_Directions_:
**a.** Decide whether each statement agrees with the Disney passage below, answering yes or no and quoting the deciding words of the passage: (i) In the Santa Cruz study, signs alone got 6 percent of students to turn off the shower while soaping. (ii) The Mexico study was run in the summer of 2021. (iii) Compliance reached 67 percent with a single role model.
**b.** Retype the stretch of the Disney passage below from "Not surprisingly, then, one" through "million people worldwide.".

_Passage shown_:
++++++++
Not surprisingly, then, one of the strongest drivers of human behavior is to seek out belonging. At Disney, that quest means blocking out the reality that exists just outside the fiefdom. Wars, climate crises, political fighting and the like have no place within those magical walls. Nor do reminders of a global health crisis that, according to the latest World Health Organization estimates, has thus far killed nearly 15 million people worldwide.
Within Disney’s walls, throngs of mostly maskless tourists packed onto iconic rides and into restaurants. When halfway through our trip, a Florida judge ruled that masks could not be mandated on public transit, nary a mask was to be seen on buses shuttling people to the Magic Kingdom and Epcot Center. And everywhere, all the time, people seemed to be coughing, sniffling or blowing their noses.
As a science reporter covering COVID-19, I certainly knew that I should keep my mask on. And yet, my resolve soon faltered. My kids pointed out that no one else was masking, not even my typically rule-following relatives. Donning my mask meant confessing that I was not reveling in the sparkle and glitz and magic and making all too obvious to my beloved extended family that I did not, in fact, belong. I kept my face covering in my pocket.
Humans’ tendency toward conformity is not all bad. In a now classic study from the 1980s, researchers investigated how to reduce water consumption in drought-prone California. Signs at the University of California, Santa Cruz asking students to turn off the shower while soaping up led to only 6 percent compliance. So researchers recruited male students to serve as norm-setting role models. These role models would hang out in the communal shower until they heard another student come in, and then soap up with the water off. When one role model soaped with the shower off, roughly half of the unwitting students also began turning off their faucets at soaping time. Compliance jumped to 67 percent when two role models followed the sign.
But conformity can also distort how we make decisions. For instance, in the summer of 2020, when the pandemic was still new, researchers asked 23,000 people in Mexico to predict how a fictional woman named Mariana would decide whether or not to attend a birthday party. Most participants believed Mariana should not attend. But when they read a sentence suggesting her friends would attend or that others approved of the party, their predictions that Mariana would also go increased by 25 percent, researchers reported in PLOS ONE.
My decision to conform to Disney normal ended predictably — with a positive COVID-19 test. After weeks of coughing and sleepless nights, though, my frustration is less directed at myself than at political leaders who so blithely ignore both epidemiology and human behavior research and tell us to live like it’s 2019. It’s not. Nor is it 2020 or 2021. It’s the murky year known as 2022. And the rules of behavior that bolster our social norms — such as role models who refrain from large, indoor, unmasked gatherings, and leaders who uphold mask mandates on public transit to protect the most vulnerable — should reflect this liminal space.
++++++++
_Data shown_:

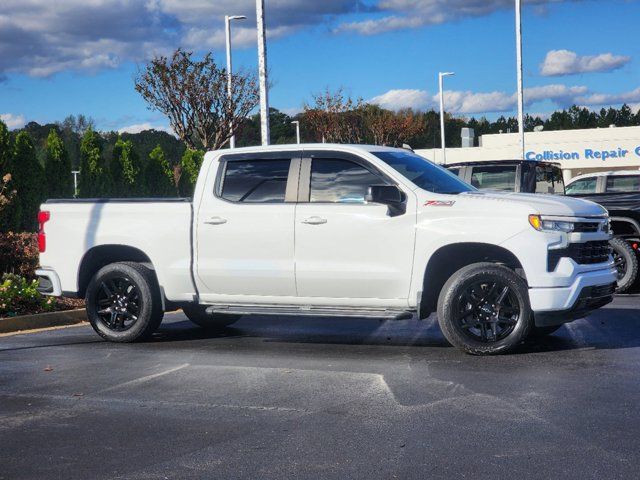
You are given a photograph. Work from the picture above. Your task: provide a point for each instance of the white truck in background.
(331, 230)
++++++++
_Solutions in order_:
**a.**
(i) Yes: "Signs at the University of California, Santa Cruz asking students to turn off the shower while soaping up led to only 6 percent compliance."
(ii) No: "in the summer of 2020, when the pandemic was still new, researchers asked 23,000 people in Mexico"
(iii) No: "Compliance jumped to 67 percent when two role models followed the sign."

**b.**
Not surprisingly, then, one of the strongest drivers of human behavior is to seek out belonging. At Disney, that quest means blocking out the reality that exists just outside the fiefdom. Wars, climate crises, political fighting and the like have no place within those magical walls. Nor do reminders of a global health crisis that, according to the latest World Health Organization estimates, has thus far killed nearly 15 million people worldwide.